* BEGIN Record excerpts *

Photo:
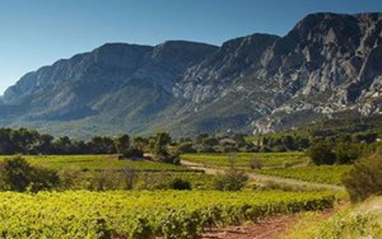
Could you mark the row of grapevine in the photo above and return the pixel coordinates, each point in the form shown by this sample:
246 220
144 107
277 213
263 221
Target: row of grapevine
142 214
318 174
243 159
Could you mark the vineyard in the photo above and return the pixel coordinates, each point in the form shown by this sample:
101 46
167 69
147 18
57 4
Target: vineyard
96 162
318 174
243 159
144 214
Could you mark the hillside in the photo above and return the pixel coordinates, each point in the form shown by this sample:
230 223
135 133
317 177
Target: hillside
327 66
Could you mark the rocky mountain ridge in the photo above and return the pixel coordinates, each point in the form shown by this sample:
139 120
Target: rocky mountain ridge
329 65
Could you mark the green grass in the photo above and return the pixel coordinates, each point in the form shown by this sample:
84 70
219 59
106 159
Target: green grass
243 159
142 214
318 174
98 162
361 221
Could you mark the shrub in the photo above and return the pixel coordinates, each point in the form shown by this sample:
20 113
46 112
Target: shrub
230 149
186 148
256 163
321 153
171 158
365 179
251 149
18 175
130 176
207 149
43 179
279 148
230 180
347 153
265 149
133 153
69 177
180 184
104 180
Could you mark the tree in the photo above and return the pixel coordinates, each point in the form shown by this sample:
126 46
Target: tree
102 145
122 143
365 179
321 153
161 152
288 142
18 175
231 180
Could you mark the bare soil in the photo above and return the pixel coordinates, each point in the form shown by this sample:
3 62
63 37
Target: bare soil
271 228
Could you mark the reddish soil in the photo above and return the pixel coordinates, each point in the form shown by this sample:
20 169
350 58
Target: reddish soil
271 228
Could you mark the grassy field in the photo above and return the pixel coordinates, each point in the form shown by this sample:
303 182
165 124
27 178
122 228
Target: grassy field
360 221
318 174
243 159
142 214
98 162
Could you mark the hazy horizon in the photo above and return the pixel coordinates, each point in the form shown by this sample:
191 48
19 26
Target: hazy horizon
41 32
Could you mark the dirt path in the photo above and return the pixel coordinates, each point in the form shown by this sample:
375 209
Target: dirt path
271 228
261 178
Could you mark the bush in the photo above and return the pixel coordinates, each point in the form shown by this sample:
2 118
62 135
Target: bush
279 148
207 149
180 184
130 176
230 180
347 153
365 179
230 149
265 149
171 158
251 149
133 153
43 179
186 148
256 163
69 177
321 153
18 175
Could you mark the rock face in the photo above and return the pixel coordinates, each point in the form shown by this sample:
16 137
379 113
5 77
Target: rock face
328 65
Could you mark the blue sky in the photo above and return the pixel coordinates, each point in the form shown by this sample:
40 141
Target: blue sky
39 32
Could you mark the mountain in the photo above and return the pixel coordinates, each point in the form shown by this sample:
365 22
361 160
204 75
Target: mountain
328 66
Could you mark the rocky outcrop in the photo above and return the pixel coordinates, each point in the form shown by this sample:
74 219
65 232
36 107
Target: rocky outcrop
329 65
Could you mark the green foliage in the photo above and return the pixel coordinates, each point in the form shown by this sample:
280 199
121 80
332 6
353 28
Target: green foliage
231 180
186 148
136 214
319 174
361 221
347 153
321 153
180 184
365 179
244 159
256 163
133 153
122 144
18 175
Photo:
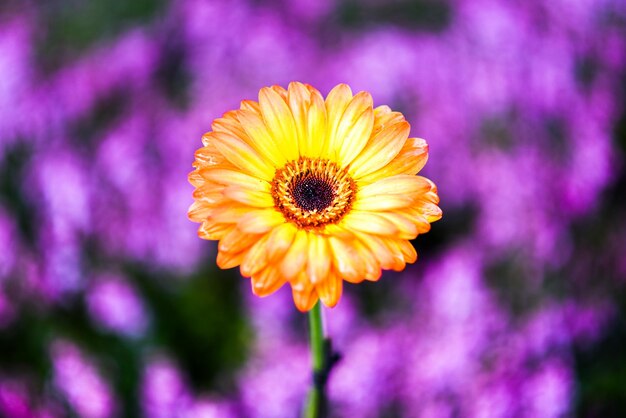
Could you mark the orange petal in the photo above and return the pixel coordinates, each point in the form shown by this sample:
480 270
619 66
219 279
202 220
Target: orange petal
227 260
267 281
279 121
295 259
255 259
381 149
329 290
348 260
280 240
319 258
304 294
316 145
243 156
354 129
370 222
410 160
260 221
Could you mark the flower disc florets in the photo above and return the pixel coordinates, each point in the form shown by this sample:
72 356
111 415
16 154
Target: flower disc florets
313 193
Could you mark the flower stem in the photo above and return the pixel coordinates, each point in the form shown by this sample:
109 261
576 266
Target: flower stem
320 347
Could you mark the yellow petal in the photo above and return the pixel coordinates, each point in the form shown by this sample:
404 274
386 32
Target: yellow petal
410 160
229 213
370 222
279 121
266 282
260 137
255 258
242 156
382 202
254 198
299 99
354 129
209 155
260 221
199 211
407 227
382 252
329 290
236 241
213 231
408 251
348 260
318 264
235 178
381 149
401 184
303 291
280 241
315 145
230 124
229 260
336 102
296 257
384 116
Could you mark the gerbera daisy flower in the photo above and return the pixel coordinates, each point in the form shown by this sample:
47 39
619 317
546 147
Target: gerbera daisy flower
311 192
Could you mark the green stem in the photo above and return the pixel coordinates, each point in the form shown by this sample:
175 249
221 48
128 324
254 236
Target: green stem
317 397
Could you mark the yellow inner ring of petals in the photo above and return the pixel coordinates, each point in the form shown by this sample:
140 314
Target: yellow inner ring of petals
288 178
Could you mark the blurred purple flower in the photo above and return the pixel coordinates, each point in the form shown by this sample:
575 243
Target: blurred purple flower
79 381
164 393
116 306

* END Record excerpts *
* BEGIN Record excerpts *

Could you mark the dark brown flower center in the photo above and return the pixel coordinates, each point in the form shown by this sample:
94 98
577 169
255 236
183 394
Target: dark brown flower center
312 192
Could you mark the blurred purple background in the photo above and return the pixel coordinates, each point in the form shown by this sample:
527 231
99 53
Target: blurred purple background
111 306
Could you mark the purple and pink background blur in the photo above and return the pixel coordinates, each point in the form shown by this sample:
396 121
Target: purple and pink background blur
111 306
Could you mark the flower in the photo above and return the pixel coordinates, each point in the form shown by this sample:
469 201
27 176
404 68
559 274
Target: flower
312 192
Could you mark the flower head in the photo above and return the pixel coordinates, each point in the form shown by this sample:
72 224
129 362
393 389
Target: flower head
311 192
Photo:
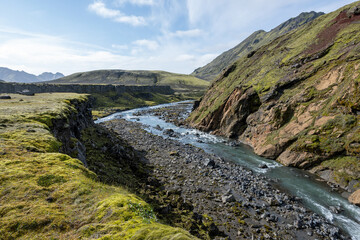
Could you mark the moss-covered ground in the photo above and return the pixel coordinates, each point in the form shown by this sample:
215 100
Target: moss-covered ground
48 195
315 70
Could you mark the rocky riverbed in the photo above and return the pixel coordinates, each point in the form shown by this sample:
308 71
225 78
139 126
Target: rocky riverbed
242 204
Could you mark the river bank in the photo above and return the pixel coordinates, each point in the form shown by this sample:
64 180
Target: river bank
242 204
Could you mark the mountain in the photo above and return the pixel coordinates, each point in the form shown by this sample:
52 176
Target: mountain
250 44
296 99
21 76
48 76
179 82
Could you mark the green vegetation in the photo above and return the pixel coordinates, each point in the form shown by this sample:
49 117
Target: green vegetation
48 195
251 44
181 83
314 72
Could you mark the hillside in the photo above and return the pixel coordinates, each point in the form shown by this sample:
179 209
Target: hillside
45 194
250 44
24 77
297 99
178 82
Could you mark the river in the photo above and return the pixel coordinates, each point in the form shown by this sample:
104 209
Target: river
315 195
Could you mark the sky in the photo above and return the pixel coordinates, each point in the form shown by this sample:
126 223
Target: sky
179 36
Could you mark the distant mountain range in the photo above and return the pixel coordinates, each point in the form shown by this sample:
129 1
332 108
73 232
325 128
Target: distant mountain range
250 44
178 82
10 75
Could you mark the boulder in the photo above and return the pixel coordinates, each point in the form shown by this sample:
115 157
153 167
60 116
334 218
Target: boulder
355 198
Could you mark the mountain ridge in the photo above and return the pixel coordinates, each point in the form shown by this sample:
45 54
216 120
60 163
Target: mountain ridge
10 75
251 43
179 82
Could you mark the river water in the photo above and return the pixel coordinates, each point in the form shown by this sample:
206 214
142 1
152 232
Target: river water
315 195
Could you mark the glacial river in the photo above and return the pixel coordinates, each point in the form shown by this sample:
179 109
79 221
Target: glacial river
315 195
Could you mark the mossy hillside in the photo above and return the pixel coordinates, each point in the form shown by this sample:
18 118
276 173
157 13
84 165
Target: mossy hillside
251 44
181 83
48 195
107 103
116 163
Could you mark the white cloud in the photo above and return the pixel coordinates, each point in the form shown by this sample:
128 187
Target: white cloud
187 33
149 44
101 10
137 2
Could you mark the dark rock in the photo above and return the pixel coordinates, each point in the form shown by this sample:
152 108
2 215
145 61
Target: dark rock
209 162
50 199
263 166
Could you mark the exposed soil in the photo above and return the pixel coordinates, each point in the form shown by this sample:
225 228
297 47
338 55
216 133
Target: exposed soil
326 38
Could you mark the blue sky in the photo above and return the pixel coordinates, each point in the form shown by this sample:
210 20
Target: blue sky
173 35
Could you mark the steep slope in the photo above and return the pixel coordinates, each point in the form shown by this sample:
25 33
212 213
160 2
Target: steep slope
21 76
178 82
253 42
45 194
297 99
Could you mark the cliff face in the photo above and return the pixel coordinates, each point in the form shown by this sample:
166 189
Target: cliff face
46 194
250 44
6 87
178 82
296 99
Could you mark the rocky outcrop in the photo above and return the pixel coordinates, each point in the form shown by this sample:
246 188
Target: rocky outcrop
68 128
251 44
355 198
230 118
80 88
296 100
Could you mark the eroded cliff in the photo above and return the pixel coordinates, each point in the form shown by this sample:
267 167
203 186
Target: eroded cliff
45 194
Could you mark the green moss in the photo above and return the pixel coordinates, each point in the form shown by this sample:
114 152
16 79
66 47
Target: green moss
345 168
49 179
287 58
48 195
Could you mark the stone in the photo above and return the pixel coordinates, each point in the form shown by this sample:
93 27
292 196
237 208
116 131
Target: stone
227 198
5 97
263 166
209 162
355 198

* END Record excerpts *
* BEGIN Record excerpts *

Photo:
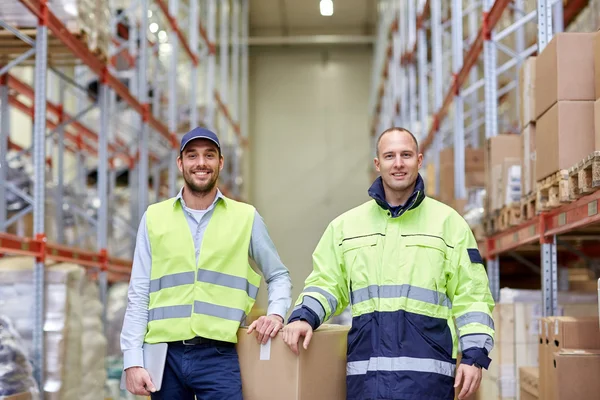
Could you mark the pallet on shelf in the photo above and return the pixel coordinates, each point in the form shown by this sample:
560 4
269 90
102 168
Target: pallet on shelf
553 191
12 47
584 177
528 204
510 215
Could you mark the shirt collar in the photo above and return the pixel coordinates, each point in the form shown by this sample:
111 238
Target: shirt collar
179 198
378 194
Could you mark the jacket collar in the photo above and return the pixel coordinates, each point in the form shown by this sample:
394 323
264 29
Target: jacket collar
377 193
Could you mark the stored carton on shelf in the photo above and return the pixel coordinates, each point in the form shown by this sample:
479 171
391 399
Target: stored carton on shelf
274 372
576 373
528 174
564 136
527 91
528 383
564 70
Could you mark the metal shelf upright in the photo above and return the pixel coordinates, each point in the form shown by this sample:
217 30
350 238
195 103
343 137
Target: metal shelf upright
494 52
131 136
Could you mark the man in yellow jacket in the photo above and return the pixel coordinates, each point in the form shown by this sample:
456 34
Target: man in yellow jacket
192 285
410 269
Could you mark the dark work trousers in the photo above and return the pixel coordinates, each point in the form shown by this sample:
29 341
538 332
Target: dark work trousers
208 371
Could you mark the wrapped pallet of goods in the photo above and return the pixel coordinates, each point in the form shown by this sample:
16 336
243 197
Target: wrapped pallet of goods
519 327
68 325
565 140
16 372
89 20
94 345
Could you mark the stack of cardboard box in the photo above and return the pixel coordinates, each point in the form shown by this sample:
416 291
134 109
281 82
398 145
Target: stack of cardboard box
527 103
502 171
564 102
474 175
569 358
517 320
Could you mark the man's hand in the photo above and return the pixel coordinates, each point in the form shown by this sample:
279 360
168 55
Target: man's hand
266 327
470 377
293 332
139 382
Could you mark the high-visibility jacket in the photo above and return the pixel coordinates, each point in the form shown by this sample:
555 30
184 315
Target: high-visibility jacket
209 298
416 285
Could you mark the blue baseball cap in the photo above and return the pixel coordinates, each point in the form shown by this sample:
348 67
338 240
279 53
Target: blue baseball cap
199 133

* END Record excerpts *

* [Set task] Count the lines in the three blocks above that contain the word "inner", and give only that number.

* [Solution for this task] 2